● Text provided
=====
Dead Simple Testing for Programming Language Projects

Introduction

Say you are working on a new programming language project. The language is just getting out of the proof-of-concept phase, and you want to set up some form of automated testing for the compiler and/or interpreter. What would a testing tool for a programming language even look like? How do you test individual language features that may be mutually dependent on other language features? What can you do to make writing new tests easy? What can you do to make updating existing tests as frictionless as possible? How do you write a test for a syntax error? How do you write a test for something in the language's standard library?
=====
● Stated problem 1
Translate this sentence from the piece on testing programming language projects into Spanish: "How do you write a test for a syntax error?"
● Stated problem 2
Extend the piece on testing programming language projects, picking up right after its final sentence.

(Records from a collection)
=====
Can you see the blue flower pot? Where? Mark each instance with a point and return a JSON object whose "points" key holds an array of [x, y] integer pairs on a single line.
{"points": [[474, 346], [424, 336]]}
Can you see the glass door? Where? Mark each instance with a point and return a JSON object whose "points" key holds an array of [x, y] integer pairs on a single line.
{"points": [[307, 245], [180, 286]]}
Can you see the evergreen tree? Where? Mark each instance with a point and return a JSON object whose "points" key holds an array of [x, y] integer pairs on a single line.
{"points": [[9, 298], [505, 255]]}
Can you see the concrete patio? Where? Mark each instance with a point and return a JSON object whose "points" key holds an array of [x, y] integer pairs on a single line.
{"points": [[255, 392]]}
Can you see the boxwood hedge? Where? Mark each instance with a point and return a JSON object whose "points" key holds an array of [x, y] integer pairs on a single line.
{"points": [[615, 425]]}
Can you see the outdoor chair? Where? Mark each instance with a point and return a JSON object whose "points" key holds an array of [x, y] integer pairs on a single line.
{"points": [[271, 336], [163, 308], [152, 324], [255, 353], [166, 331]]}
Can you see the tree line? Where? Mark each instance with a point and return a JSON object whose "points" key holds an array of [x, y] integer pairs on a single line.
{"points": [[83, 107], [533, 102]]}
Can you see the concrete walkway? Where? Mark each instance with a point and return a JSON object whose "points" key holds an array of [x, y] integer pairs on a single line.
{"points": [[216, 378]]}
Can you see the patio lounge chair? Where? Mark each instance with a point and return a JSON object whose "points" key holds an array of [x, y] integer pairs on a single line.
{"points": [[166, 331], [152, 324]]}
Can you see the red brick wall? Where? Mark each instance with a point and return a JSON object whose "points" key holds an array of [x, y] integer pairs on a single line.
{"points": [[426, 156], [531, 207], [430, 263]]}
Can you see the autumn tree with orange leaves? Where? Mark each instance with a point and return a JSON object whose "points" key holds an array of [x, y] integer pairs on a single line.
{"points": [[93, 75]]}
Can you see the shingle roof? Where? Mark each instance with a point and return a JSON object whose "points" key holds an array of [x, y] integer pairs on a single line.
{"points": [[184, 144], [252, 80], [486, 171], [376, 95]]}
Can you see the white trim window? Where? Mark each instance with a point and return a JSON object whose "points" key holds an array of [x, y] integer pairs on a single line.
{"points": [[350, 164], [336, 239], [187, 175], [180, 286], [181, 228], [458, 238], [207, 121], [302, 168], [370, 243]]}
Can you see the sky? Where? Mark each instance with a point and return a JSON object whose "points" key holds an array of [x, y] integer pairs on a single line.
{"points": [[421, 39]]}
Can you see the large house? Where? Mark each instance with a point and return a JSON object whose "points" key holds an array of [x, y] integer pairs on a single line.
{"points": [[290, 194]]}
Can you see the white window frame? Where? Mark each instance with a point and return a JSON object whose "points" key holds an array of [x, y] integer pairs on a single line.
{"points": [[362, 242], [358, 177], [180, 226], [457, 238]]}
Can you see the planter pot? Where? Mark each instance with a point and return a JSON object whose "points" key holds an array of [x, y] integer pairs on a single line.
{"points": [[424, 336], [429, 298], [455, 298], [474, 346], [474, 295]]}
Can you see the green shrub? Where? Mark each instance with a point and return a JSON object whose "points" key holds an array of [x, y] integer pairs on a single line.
=====
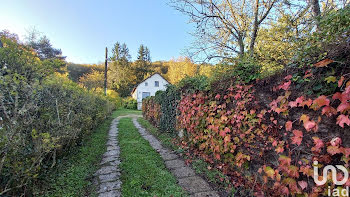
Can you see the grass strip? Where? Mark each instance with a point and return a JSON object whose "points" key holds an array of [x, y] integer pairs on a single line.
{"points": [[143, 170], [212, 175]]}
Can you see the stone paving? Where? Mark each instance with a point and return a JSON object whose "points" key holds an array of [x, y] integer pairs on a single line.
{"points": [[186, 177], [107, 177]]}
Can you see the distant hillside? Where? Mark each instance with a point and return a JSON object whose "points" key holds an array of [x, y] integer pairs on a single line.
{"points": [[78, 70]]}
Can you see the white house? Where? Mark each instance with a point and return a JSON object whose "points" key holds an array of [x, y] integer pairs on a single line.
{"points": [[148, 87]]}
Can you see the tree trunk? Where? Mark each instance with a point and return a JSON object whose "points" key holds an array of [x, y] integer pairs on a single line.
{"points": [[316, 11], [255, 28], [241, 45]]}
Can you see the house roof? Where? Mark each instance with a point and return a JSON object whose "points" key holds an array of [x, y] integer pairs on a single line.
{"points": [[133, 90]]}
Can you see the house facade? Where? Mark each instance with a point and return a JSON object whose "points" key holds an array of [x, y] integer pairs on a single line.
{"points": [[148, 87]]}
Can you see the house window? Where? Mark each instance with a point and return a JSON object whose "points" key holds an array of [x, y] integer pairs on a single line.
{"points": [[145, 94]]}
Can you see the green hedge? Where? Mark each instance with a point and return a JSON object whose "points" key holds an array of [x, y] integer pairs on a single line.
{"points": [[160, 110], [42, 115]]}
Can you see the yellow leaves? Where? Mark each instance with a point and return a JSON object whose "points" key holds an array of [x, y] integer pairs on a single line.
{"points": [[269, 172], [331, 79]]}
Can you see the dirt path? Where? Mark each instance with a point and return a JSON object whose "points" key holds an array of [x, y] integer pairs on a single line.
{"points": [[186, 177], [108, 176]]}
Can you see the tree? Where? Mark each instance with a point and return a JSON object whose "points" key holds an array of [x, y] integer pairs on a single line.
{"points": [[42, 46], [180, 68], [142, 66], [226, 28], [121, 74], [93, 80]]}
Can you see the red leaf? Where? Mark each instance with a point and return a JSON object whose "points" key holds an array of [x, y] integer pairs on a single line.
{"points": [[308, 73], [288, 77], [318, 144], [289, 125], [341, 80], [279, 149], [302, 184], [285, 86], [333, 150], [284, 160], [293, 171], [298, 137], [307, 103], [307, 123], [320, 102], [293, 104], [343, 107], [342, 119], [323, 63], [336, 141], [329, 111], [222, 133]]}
=====
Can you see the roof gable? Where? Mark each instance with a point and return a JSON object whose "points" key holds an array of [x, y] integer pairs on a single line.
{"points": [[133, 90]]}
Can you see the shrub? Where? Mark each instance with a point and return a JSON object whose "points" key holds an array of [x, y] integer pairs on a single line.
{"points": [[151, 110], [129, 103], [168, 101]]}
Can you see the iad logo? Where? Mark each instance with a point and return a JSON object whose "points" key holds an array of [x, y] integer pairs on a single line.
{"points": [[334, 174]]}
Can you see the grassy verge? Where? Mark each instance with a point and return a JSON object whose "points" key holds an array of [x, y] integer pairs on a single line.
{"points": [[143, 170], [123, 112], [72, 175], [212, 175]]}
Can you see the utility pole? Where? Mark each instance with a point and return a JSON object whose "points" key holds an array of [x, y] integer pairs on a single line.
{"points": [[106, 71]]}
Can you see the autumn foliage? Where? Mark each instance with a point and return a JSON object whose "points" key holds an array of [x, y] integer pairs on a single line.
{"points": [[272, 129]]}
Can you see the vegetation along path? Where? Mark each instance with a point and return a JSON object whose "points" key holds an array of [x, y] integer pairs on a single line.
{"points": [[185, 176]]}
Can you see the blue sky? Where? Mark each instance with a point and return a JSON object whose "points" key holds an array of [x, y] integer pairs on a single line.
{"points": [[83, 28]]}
=====
● Final result 1
¿Cómo se escribe una prueba para un error de sintaxis?

● Final result 2
In this article we will look at a simple strategy for testing programming languages and their associated compilers/interpreters. We will examine the test tooling that I have successfully used in two programming language projects, Sunder and Lumpy, in order to learn how that tooling works and why it is so effective. By the end of this post, you should have answers to all of the questions above, as well as a firm understanding of how to build something like this for your own programming language projects.

A Tour of the Test Tool

With the introductions out the way, let's dive right into how Sunder and Lumpy are tested. Both repositories contain a variation on the same basic shell script. This script, named sunder-test in the Sunder repository and lumpy-test in the Lumpy repository, is what gets run when each project's make check target is executed. The {language}-test scripts also serve as the standard test utilities for each language, so when writing a third-party library for either language, one would also invoke {language}-test for that library's tests. Given that these scripts are almost identical, we will primarily focus on the lumpy-test script for the remainder of this article.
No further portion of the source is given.